- **Text**:
# Cross cut beef shank



## bikenstein (Nov 1, 2013)

Hi everybody. Just joined today and I love this site. Tomorrow I'm doin pork ribs but since my wife favors beef, I bought a piece of shank and thought I'd try it (got some beef brats as a backup just in case I mess up). Haven't found anything on beef shanks. Has anybody smoked these that can offer advice? Cut the membrane, smoke and wrap I guess


----------



## woodcutter (Nov 1, 2013)

Here you go!

http://www.smokingmeatforums.com/t/...oked-and-pulled-beef-shank-with-better-q-pics


----------



## bikenstein (Nov 1, 2013)

Thanks Woodcutter. Looks good and gives me an idea of how long I need to cook.


----------



## bikenstein (Nov 2, 2013)

I'm smokin the shanks with a rack of spare ribs in my WSM. I made a charcoal snake with coals 2 wide and 2 deep, nice and neat. I was kinda afraid that wouldn't provide enough heat, but after 2 hours the temp has maintained 225 to 235 with all vents open and an empty pan. Shanks are at 145. I'm just wonderin if I can cook em like I do a brisket and tenderize them without braising?


----------



## bikenstein (Nov 2, 2013)

I'm amazed that I'm gettin good results with so little charcoal in my WSM. I closed 2 vents and the third at 3/4. About five hours now maintaining 230 easy and the little snake still has plenty of coal left to do another 2 hours or maybe more. Ribs will be ready soon. My wife got impatient and made a pot of Brunswick stew. I wrapped the shanks with some sauces and drippings, they are still kinda tough but good smoke. I love the WSM:)


----------



## webowabo (Nov 2, 2013)

Bikenstein said:


> Hi everybody. Just joined today and I love this site. Tomorrow I'm doin pork ribs but since my wife favors beef, I bought a piece of shank and thought I'd try it (got some beef brats as a backup just in case I mess up). Haven't found anything on beef shanks. Has anybody smoked these that can offer advice? Cut the membrane, smoke and wrap I guess


I have smoked them for stew.. I smoked for about 3 hours and transfured to the Dutch for some braise..... even know they where "done" IT wise they were still very chewey.. however FWIsmokers fell apart after his all day smoke..

- **Exercise task a**:
Count the lines in the records that contain the string "cloud", treating uppercase and lowercase as different, and give only the number.
The beef shank thread has no connection to the records.

- **Mask labeling examples**:

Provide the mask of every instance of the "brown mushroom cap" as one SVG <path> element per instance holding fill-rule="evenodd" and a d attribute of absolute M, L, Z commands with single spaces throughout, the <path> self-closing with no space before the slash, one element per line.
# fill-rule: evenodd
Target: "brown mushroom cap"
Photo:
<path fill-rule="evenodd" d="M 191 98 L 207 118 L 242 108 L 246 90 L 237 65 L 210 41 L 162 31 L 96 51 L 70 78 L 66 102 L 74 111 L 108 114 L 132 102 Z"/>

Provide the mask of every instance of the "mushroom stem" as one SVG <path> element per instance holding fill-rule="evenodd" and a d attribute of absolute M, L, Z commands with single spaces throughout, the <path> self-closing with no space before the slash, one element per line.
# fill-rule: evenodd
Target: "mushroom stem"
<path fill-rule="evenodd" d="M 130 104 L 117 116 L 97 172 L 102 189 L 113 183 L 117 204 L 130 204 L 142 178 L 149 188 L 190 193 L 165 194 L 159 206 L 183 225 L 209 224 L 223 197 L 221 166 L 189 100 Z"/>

...

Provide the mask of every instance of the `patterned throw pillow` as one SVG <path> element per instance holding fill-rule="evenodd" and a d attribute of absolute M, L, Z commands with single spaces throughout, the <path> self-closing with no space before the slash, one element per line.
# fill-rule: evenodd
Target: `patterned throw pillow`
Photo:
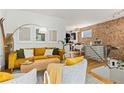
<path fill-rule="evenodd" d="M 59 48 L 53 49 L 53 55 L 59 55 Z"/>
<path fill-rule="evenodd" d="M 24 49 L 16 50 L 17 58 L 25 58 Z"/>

* * *

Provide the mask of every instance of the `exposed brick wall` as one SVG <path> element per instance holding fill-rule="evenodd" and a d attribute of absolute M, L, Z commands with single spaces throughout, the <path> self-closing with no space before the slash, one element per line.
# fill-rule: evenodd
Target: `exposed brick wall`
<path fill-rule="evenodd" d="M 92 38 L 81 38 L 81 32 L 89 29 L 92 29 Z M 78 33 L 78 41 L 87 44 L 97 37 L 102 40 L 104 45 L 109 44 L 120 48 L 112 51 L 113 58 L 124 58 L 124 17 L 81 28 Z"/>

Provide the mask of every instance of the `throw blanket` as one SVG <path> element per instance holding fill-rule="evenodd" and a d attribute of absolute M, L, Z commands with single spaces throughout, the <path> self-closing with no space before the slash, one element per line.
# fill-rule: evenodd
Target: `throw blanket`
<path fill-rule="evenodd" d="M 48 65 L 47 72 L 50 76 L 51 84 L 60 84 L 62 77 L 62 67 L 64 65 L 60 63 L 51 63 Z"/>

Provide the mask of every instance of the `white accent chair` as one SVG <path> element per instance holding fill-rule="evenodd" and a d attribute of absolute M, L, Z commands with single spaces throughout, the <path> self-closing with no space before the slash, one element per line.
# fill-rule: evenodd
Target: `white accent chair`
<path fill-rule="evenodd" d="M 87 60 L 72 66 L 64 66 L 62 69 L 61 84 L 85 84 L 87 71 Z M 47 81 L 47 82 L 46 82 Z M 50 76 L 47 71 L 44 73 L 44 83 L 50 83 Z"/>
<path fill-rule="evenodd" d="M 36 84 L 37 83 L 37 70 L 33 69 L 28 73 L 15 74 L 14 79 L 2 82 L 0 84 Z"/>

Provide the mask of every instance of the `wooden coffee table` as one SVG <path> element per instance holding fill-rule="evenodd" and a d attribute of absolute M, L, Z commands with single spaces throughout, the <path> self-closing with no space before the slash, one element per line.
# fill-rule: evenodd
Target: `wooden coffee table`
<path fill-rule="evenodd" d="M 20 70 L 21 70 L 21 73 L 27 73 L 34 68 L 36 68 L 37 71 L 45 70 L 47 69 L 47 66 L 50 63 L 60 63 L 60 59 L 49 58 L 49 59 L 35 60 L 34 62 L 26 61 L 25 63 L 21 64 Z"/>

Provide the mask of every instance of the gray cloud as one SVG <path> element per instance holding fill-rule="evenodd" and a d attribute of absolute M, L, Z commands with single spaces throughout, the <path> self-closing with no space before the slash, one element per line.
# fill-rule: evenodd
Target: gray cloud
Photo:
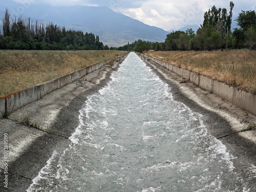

- **Exercise task b**:
Answer these questions from the beef shank thread:
(i) What did the original poster buy as a backup in case the shank went wrong?
(ii) After 2 hours with all vents open, what temperature range did the WSM hold?
(iii) For about how long did webowabo smoke shanks before moving them to the Dutch oven?

- **Right answer a**:
2

- **Right answer b**:
(i) Beef brats
(ii) 225 to 235
(iii) About 3 hours